— Start EXCERPTED TEXT —

- Born: 1953 (age 72–73) Oregon, US
- Awards: CASBS fellowship

Academic background
- Education: Massachusetts Institute of Technology (PhD) University of Texas at Austin (MA)
- Thesis: Underspecification in Yawelmani Phonology and Morphology (1984)
- Doctoral advisor: Morris Halle
- Other advisor: S. Jay Keyser James Harris

Academic work
- Discipline: linguistics
- Sub-discipline: morphology, phonetics, phonology
- Institutions: University of Arizona University of Hong Kong (2013 - 2017)
- Notable ideas: Emergent Phonology
- Website: u.arizona.edu/~dba/index.html

= Diana Archangeli =

American linguist (born 1953)

Diana B. Archangeli (born 1953) is an American linguist and Professor at the Department of Linguistics at the University of Arizona.

She earned her B.A. in English and linguistics from Washington State University in 1974, her M.A. in phonology specialization at the University of Texas-Austin in 1981, and her PhD in phonology specialization from MIT in 1984, with a dissertation entitled, "Underspecification in Yawelmani Phonology and Morphology". Her dissertation was selected for publication in Garland's Outstanding Dissertation series (Archangeli 1988).

— End EXCERPTED TEXT —

◆ SET TASK 1
Find every line in the records that contains the word "black", and copy each of those lines in full. Case counts.
The biography and the records have nothing to do with each other.

— Start DATA EXCERPTS —

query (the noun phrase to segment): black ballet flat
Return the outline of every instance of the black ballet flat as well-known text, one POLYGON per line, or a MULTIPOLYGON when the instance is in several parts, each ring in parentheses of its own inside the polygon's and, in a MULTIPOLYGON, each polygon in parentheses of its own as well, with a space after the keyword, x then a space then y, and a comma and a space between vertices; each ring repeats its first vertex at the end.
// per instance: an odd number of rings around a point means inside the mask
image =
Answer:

— End DATA EXCERPTS —
— Start DATA EXCERPTS —

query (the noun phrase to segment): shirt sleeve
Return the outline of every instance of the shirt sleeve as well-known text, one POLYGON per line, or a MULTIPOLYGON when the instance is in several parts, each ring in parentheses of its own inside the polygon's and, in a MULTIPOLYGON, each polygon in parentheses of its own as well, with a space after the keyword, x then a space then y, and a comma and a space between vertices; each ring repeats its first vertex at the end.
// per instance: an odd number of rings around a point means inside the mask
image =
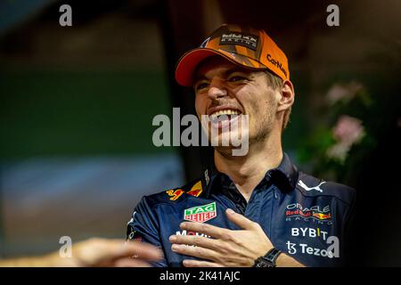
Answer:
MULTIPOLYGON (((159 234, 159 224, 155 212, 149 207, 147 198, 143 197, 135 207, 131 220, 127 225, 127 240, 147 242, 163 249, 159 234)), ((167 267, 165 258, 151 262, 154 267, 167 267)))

— End DATA EXCERPTS —
— Start DATA EXCERPTS —

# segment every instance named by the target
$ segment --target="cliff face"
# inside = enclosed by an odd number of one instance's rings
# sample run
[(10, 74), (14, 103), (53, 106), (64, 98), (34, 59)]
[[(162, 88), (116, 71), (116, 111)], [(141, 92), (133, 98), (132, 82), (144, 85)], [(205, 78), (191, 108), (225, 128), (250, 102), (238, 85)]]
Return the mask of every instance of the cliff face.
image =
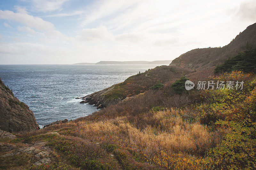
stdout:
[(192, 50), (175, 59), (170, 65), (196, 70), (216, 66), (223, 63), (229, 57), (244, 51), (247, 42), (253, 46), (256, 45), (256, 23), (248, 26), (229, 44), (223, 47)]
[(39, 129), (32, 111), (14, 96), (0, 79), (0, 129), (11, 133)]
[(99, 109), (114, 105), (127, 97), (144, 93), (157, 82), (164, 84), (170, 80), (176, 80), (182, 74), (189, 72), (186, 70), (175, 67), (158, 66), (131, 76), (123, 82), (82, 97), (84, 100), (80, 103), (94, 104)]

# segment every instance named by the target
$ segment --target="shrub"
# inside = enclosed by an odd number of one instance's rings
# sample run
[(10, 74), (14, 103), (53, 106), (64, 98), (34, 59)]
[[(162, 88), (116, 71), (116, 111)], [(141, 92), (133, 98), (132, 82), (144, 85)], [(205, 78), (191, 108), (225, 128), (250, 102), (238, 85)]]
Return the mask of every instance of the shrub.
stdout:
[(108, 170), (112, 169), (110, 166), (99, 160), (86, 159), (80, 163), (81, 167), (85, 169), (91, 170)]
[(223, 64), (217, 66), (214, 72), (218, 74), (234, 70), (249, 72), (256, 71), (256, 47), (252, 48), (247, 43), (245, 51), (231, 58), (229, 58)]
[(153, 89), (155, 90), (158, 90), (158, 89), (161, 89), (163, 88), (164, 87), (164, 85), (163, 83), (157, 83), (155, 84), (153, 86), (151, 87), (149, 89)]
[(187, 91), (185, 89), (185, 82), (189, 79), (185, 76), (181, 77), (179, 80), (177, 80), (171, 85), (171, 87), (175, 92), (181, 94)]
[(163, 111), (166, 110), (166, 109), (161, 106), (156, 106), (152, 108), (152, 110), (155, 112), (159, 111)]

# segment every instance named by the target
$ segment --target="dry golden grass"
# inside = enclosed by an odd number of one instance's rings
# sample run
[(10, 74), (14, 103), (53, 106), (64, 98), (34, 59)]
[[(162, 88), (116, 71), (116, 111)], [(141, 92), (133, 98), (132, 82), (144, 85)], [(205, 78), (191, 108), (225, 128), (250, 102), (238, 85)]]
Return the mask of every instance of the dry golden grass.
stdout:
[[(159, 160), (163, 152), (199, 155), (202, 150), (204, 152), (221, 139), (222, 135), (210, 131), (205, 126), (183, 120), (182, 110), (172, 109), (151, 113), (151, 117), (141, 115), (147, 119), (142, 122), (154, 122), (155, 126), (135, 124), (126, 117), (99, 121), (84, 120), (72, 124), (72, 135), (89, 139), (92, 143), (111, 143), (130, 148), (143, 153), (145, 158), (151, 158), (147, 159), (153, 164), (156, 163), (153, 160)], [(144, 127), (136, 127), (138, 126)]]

— End DATA EXCERPTS —

◆ SET TASK 2
In the biography of Diana Archangeli, which university did she get her B.A. from?

◆ FINAL ANSWER 1
query (the noun phrase to segment): black ballet flat
Return the outline of every instance of the black ballet flat as well-known text, one POLYGON per line, or a MULTIPOLYGON when the instance is in several parts, each ring in parentheses of its own inside the polygon's and, in a MULTIPOLYGON, each polygon in parentheses of its own as well, with a space after the keyword, x then a space then y, and a comma and a space between vertices; each ring repeats its first vertex at the end.

◆ FINAL ANSWER 2
Washington State University